== What is needed ==
The answer should contain all of the records below, each one copied word for word.

[[ Data shown, beginning ]]

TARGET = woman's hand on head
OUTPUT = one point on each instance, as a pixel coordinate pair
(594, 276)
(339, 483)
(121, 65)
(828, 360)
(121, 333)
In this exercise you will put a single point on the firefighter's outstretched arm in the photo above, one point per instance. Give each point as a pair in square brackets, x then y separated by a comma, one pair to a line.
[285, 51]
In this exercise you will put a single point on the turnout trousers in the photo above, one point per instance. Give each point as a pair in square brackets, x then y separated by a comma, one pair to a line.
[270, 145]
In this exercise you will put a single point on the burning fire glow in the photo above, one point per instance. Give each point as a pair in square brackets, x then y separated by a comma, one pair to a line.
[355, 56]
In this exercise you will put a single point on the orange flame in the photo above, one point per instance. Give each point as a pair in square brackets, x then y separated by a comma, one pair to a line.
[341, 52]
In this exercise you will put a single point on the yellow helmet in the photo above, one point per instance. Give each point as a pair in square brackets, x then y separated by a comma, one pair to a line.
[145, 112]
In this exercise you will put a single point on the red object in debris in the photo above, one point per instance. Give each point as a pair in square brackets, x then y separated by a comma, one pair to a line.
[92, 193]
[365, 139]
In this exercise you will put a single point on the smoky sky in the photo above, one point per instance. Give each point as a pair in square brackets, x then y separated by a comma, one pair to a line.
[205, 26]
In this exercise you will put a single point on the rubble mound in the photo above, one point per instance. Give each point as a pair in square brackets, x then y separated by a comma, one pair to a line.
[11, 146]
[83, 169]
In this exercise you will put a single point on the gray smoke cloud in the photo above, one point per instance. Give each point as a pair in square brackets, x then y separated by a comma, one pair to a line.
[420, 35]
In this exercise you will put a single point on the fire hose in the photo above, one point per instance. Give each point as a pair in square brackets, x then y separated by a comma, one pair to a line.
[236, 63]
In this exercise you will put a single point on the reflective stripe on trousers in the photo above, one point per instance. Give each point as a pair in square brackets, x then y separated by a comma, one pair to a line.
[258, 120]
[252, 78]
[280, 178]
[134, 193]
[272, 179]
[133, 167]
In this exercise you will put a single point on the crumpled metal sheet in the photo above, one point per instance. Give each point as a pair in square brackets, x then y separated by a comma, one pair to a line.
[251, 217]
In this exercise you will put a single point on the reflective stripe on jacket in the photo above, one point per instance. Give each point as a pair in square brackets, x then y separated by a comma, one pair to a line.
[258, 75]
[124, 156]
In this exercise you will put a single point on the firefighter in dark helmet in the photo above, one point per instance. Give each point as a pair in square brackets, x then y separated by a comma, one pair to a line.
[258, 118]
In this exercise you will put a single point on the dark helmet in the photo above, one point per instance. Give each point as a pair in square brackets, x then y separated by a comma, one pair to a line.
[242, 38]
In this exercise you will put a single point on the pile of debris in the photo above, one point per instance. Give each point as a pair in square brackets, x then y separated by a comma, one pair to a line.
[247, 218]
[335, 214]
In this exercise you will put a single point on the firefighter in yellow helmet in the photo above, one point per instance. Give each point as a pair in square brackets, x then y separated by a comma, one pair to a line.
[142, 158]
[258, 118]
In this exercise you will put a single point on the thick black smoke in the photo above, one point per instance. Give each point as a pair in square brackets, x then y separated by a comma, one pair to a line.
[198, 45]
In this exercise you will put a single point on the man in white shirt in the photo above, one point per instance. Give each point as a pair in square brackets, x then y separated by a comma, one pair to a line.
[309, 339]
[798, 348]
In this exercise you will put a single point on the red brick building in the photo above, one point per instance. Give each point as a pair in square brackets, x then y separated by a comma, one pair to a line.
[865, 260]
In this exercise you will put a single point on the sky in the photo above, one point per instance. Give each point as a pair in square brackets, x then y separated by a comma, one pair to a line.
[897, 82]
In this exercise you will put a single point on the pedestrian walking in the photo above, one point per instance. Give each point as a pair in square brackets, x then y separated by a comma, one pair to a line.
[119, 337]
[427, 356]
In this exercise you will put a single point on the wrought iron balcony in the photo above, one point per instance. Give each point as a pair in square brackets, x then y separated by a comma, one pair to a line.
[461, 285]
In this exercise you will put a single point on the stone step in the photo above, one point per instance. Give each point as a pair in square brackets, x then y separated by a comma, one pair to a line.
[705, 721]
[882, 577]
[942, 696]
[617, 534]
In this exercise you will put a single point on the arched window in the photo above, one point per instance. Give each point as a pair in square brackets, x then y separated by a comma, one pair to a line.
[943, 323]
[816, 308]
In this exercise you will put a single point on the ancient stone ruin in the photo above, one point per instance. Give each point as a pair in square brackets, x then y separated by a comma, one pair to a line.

[[ Data shown, end ]]

== Solved problem ==
TARGET = woman's hand on head
OUTPUT = one point on each instance, as a pixel coordinate pair
(594, 276)
(339, 483)
(121, 65)
(828, 360)
(121, 333)
In this exercise you will put a single point on the firefighter's outstretched arm in the photo above, one point per instance. Give each point as a pair in square brackets, x then y separated by a comma, one pair to a line.
[285, 51]
In this exercise you will put a single point on the turnout trousers in the photo above, one point per instance. Give each point as a pair in square brackets, x then y separated by a comma, one pair to a line.
[270, 145]
In this exercise you will put a single point on the burning fire glow in the photo above, one point per instance. Give each point as a pair in square brackets, x then y separated by a comma, one pair to a line.
[355, 56]
In this exercise you will put a single point on the orange flame in the photo above, one point per instance. Give each point as a pair in square brackets, x then y separated by a comma, one pair to a line.
[341, 52]
In this exercise you will put a single point on the yellow helmet in the photo above, one point per instance. Give each point as a pair in square brackets, x then y separated by a comma, one pair to a line.
[145, 112]
In this exercise you will put a single point on the red object in debris in the photo above, one point per instance. Give each point as a pair in square brackets, x then y separated by a comma, one pair to a line.
[92, 193]
[365, 139]
In this exercise you will put a single point on the smoky sky in the photo above, one point per instance. Give each point as a pair in square brackets, x then y separated by a comma, one pair to a line.
[205, 26]
In this exercise you will put a single point on the rubble mound in the photo above, one point per instance. Give each point as a pair in square brackets, x then y separated by a comma, one pair to a line.
[11, 146]
[83, 169]
In this exercise you will put a single point on the gray smoke cloud in the photo above, one point per instance. Give each point as a pair in square brackets, x then y separated by a comma, one pair to a line.
[420, 35]
In this exercise you will put a single point on the fire hose in the photo above, one point per instance. Give each point as a pair in square brackets, x then y separated by a comma, one pair to a line.
[236, 63]
In this exercise you will put a single point on the reflective stripe on trousers in the photo above, one point per instance. Give each point as a pair in square brackets, x then y separated by a comma, one pair to a line.
[258, 120]
[252, 78]
[280, 178]
[134, 193]
[272, 179]
[133, 167]
In this exercise you will put a single point on the crumpled metal sheet in the photo above, one point per instance. Give each point as a pair in square brackets, x then y separated by a comma, one pair to a line.
[251, 217]
In this exercise you will put a single point on the reflective stripe on jacket in the photo above, one point per instance. Give each point as a pair in square brackets, x then y separated by a comma, one pair to a line.
[258, 75]
[124, 156]
In this exercise you will put a single point on the firefighter in dark helmet in the photo above, one point per instance. Give each point as a pair in square brackets, x then y separated by a comma, one pair to a line.
[258, 118]
In this exercise you will put a single point on the dark helmet in the photo above, one point per instance. Give each point as a pair in square brackets, x then y separated by a comma, one pair to a line.
[242, 38]
In this exercise you will put a single point on the pile of debris in the photo above, one point per instance. Give each point as a pair in square brackets, x then y separated by a comma, one pair to a line.
[247, 218]
[335, 214]
In this exercise you will put a single point on the firefighter in yellow helmet in the photo above, one point per instance. Give each point as a pair in square brackets, x then y separated by a comma, one pair to a line.
[142, 158]
[258, 118]
In this exercise you will put a single point on the thick black smoke in the photo above, one point per instance. Give each point as a pair in square brackets, x then y separated by a comma, one pair to a line.
[198, 45]
In this exercise you will put a single point on the man in white shirt in the photo above, one point per instance. Give each point as a pair in square brackets, x then y separated by a comma, one pair to a line.
[309, 339]
[798, 348]
In this exercise you will put a single point on the red brick building in the photo above, one point per instance. Give each point as a pair in square brackets, x then y separated by a comma, one pair to a line.
[865, 260]
In this exercise you will put a single point on the sky in the photo above, one point per instance. Give each point as a pair in square brackets, x then y separated by a comma, one pair to a line.
[897, 82]
In this exercise you will put a single point on the pedestrian walking in the photo above, one point per instance. Give each point as a pair in square brackets, x then y separated by a comma, one pair to a line.
[119, 337]
[427, 356]
In this exercise you will put a single point on the wrought iron balcony in the photo above, one point per instance. Give each point as a pair in square brackets, x then y separated by a comma, one pair to a line.
[461, 285]
In this exercise you will put a single point on the stone step in the photo above, one point per instance. Give each point as a pair in square brackets, x then y separated by a comma, one pair to a line.
[705, 721]
[882, 577]
[942, 696]
[617, 534]
In this exercise you will put a single point on the arched window in the photo above, one point per instance. Give each point as a pair in square brackets, x then y separated by a comma, one pair to a line.
[943, 323]
[816, 308]
In this exercise you will put a single point on the ancient stone ruin in the photo above, one point per instance. Give each point as a pair in square brackets, x then y separated by a comma, one pair to a line.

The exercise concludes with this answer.